[Opening Data supplied section]

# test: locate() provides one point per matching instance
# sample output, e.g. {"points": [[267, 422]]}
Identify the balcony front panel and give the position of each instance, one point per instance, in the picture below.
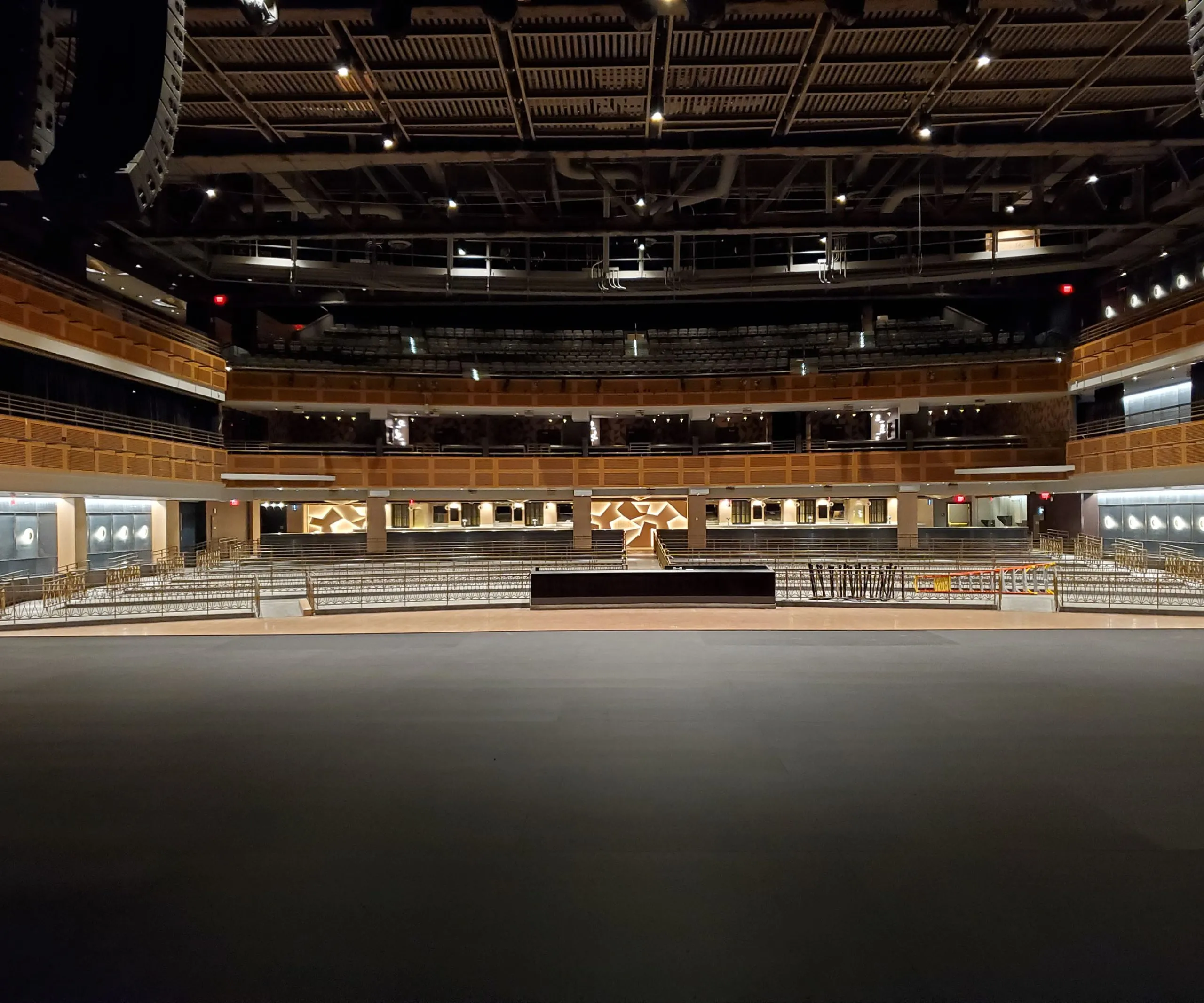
{"points": [[50, 316], [29, 445], [635, 473], [1143, 344], [1167, 447], [937, 383]]}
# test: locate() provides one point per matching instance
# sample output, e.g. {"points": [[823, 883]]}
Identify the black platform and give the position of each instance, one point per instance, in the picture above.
{"points": [[742, 585]]}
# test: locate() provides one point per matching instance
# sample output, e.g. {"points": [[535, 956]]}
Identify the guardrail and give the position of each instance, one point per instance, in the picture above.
{"points": [[23, 406], [1160, 418], [109, 305], [1150, 311], [634, 450]]}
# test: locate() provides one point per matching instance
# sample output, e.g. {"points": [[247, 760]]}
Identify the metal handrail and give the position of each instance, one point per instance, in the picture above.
{"points": [[1131, 318], [635, 450], [1160, 418], [99, 301], [106, 420]]}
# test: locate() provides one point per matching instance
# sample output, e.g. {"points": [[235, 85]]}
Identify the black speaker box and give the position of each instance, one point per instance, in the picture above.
{"points": [[27, 92], [112, 151]]}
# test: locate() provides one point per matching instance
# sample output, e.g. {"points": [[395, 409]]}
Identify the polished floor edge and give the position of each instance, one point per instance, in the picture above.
{"points": [[512, 619]]}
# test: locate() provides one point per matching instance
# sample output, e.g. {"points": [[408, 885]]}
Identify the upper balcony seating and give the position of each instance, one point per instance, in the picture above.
{"points": [[660, 352]]}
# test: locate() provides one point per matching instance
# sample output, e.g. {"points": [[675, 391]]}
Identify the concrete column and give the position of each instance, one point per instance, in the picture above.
{"points": [[696, 522], [379, 540], [158, 527], [81, 531], [583, 529], [67, 542], [908, 521], [173, 513]]}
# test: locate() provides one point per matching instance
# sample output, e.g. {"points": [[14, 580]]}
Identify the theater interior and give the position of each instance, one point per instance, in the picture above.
{"points": [[695, 443]]}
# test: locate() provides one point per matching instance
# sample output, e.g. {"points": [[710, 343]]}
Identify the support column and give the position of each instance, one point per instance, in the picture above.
{"points": [[67, 537], [696, 521], [379, 540], [908, 521], [158, 527], [583, 527], [294, 518], [81, 533], [173, 513]]}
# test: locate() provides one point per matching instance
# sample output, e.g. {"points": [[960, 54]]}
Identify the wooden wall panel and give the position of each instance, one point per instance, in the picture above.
{"points": [[32, 445], [57, 317], [1166, 448], [723, 393], [637, 473], [1141, 344]]}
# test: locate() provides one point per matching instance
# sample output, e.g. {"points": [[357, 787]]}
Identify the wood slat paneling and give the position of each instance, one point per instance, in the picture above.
{"points": [[46, 314], [637, 473], [1166, 448], [1141, 344], [721, 393], [46, 446]]}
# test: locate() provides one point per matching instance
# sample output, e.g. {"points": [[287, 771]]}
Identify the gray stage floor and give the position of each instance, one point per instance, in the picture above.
{"points": [[546, 817]]}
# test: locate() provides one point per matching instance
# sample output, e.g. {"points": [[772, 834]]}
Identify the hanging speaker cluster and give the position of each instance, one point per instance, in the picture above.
{"points": [[112, 152], [1196, 46], [28, 88]]}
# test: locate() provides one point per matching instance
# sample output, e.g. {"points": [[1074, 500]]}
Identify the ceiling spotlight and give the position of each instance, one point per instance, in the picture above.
{"points": [[393, 17], [707, 15], [641, 14], [261, 15], [847, 12]]}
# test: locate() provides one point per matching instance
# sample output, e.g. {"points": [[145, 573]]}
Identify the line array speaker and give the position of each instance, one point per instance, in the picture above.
{"points": [[1196, 46], [111, 157], [27, 92]]}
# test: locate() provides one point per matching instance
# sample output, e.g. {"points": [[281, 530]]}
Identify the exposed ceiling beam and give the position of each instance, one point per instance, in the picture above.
{"points": [[1102, 65], [818, 42], [387, 111], [666, 204], [660, 52], [965, 52], [190, 166], [512, 78], [211, 70], [781, 190], [778, 224]]}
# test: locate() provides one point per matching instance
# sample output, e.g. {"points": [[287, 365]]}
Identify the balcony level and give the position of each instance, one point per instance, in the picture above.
{"points": [[996, 382]]}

[Closing Data supplied section]

*Directions*: Every entry belongs in the answer exactly as written, but no picture does.

*Reply to the task*:
# test: locate() provides one point per matching instance
# sample output, e.g. {"points": [[267, 422]]}
Identify the balcony front panel and give the position of each instance, one point per instance, in the picture below.
{"points": [[50, 316], [29, 445], [635, 473], [1143, 344], [1167, 447], [937, 383]]}
# test: locate() provides one point per matching instance
# sample output, e.g. {"points": [[823, 883]]}
Identify the black platform and give the position of each instance, one point per instance, in the picture above.
{"points": [[742, 585]]}
# test: locate() provides one point per matching instance
# sample output, e.g. {"points": [[535, 956]]}
Identify the guardrail and give the position of each instance, one point per instance, in the picture above.
{"points": [[23, 406], [1160, 418], [109, 305], [1150, 311], [634, 450]]}
# test: locate() provides one point per matching instance
# sample output, e.g. {"points": [[247, 760]]}
Identify the metal handrail and give the position of each instance, one point per instance, in the picture above.
{"points": [[1131, 318], [635, 450], [1160, 418], [99, 301], [106, 420]]}
# test: locate() provides one point per matching instance
# sample output, e.g. {"points": [[235, 85]]}
Identify the black speaker box and give the position of each instance, one point per instance, in the picture above.
{"points": [[27, 92], [112, 151]]}
# test: locate() provides one point per matching instance
# sample output, e.g. {"points": [[395, 409]]}
Identify the polished floor edge and give the position of each instance, one point per instance, in the picture above.
{"points": [[512, 619]]}
# test: locate() provides one point per matching instance
# sample output, e.g. {"points": [[408, 885]]}
Identify the upper balcony seating and give the position of each instance, one point per instance, in the picture above.
{"points": [[660, 352]]}
# test: locate() provides one point per matching instance
# sample output, e.g. {"points": [[675, 391]]}
Identify the concrete column and give the position of each instance, one point per instance, in the picture above.
{"points": [[696, 522], [379, 540], [158, 527], [81, 531], [583, 529], [67, 542], [908, 521], [173, 513]]}
# test: locate() provides one point per matching instance
# sample output, e.g. {"points": [[14, 580]]}
Identify the theater interior and give the position of each instance, one point per instance, in the picture above.
{"points": [[695, 443]]}
# test: locate() provides one point per matching instance
# sample output, e.g. {"points": [[710, 343]]}
Identify the support column and give the position of each instance, one point per instance, in the picture above.
{"points": [[67, 537], [696, 521], [379, 540], [908, 521], [158, 527], [583, 527], [294, 518], [81, 533], [173, 513]]}
# test: locate() provides one point per matching instance
# sample output, e.g. {"points": [[960, 54]]}
Identify the wooden wall panel and give the position of each instance, one point per instance, in the picture above.
{"points": [[32, 445], [57, 317], [1166, 448], [723, 393], [637, 473], [1141, 344]]}
# test: locate() provides one point per matching instance
# sample output, e.g. {"points": [[357, 787]]}
Identify the wood slat paneling and give the position of each instance, one point per instance, in the picture above.
{"points": [[46, 314], [637, 473], [1166, 448], [1141, 344], [721, 393], [46, 446]]}
# test: locate() provides one point per matching instance
# sample output, e.g. {"points": [[287, 771]]}
Identify the gray stage floor and give the position of each instance, one point per instance, in the picture above.
{"points": [[546, 817]]}
# test: locate() provides one point per matching instance
# sample output, e.g. {"points": [[772, 834]]}
Identify the hanging speaker cluster and give the position of each instance, one point per instance, in the picture above.
{"points": [[112, 152], [1196, 46], [28, 88]]}
# test: locate() provides one point per matching instance
# sample output, e.g. {"points": [[1074, 500]]}
Identify the ceiling spotlight and give the position of each instance, one point per instance, in the picture above.
{"points": [[393, 17], [707, 15], [641, 14], [261, 15], [847, 12]]}
# test: locate() provides one point per matching instance
# sample output, e.g. {"points": [[145, 573]]}
Identify the line array speaker and give the position of each instance, one point per instance, in the picture above.
{"points": [[1196, 46], [111, 157], [27, 92]]}
# test: locate() provides one point per matching instance
# sample output, e.g. {"points": [[281, 530]]}
Identify the exposed ceiling beam and give the position of each instance, one point per instance, in the picture above.
{"points": [[1102, 65], [818, 42], [387, 111], [666, 204], [660, 52], [965, 52], [190, 166], [512, 78], [211, 70], [781, 190], [778, 224]]}
# test: locate() provides one point per matching instance
# sample output, e.g. {"points": [[287, 365]]}
Identify the balcony level and give the position of each instance, one point per instance, in the picture above.
{"points": [[996, 382]]}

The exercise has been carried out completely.